## Records from a data source
--------------------------------
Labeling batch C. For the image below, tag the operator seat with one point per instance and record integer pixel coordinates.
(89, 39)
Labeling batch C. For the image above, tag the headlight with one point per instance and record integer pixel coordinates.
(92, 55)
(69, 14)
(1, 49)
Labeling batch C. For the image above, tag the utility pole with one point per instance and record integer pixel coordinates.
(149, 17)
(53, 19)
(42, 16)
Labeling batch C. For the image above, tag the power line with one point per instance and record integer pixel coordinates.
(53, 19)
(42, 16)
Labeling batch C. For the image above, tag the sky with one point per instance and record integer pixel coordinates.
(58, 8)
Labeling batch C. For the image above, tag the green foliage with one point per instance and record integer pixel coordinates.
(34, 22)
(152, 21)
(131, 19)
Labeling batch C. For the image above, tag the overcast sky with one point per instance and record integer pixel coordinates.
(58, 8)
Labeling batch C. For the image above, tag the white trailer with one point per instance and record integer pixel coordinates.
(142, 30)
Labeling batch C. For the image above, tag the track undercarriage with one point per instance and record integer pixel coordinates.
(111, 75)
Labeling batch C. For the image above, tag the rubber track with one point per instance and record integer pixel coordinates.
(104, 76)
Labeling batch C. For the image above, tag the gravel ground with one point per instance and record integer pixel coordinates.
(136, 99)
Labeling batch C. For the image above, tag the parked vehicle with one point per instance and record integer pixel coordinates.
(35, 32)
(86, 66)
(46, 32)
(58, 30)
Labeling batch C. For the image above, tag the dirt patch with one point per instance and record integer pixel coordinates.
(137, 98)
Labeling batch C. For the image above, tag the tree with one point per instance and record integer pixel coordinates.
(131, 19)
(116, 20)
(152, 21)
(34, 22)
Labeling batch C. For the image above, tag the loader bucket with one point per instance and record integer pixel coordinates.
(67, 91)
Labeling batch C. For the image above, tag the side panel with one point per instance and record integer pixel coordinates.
--------------------------------
## Exercise goal
Could you write out the full data verbatim?

## Response to the task
Labeling batch C. For the image below, tag the operator seat with one point per instance and record integer pixel coordinates.
(89, 39)
Labeling batch C. For the image above, tag the headlight with one point per instance and record integer pixel coordinates.
(92, 55)
(69, 14)
(1, 49)
Labeling batch C. For the image above, tag the utility pole with one point per instance and record integer pixel coordinates.
(149, 17)
(53, 19)
(42, 16)
Labeling batch C. For the image above, tag the power line with one point per instance and record integer pixel coordinates.
(53, 19)
(42, 16)
Labeling batch C. For the image above, tag the sky with one point per instance and record integer pixel coordinates.
(58, 8)
Labeling batch C. For the image above, tag the green foliage with one point per instance and record integer pixel coordinates.
(34, 22)
(152, 21)
(131, 19)
Labeling batch C. For the image above, tag the overcast sky with one point per instance and record integer pixel coordinates.
(58, 8)
Labeling batch C. For the image above, tag the white trailer with one point per instance and record integer pixel coordinates.
(142, 30)
Labeling batch C. For the image above, tag the track undercarriage with one point per instance and record integer pixel coordinates.
(111, 75)
Labeling batch C. For the image above, tag the rubber track with one point per instance and record integer pixel coordinates.
(104, 76)
Labeling batch C. For the image above, tag the gravel ground with one point per instance and record integer pixel coordinates.
(136, 99)
Labeling batch C. For the image above, tag the parked vehicle with one point per instance and record integer pixel coordinates.
(35, 32)
(86, 66)
(46, 32)
(58, 30)
Labeling batch C. For the image above, tag the dirt patch with one point per instance and record integer pixel coordinates.
(137, 98)
Labeling batch C. For the image above, tag the tree with one point per instance and record integer pixel coordinates.
(131, 19)
(116, 20)
(152, 21)
(34, 22)
Labeling batch C. For the image above, tag the loader bucket with one point per instance and record integer pixel coordinates.
(67, 91)
Labeling batch C. For the image above, tag the side panel with one point per instance and record integer pixel coordinates.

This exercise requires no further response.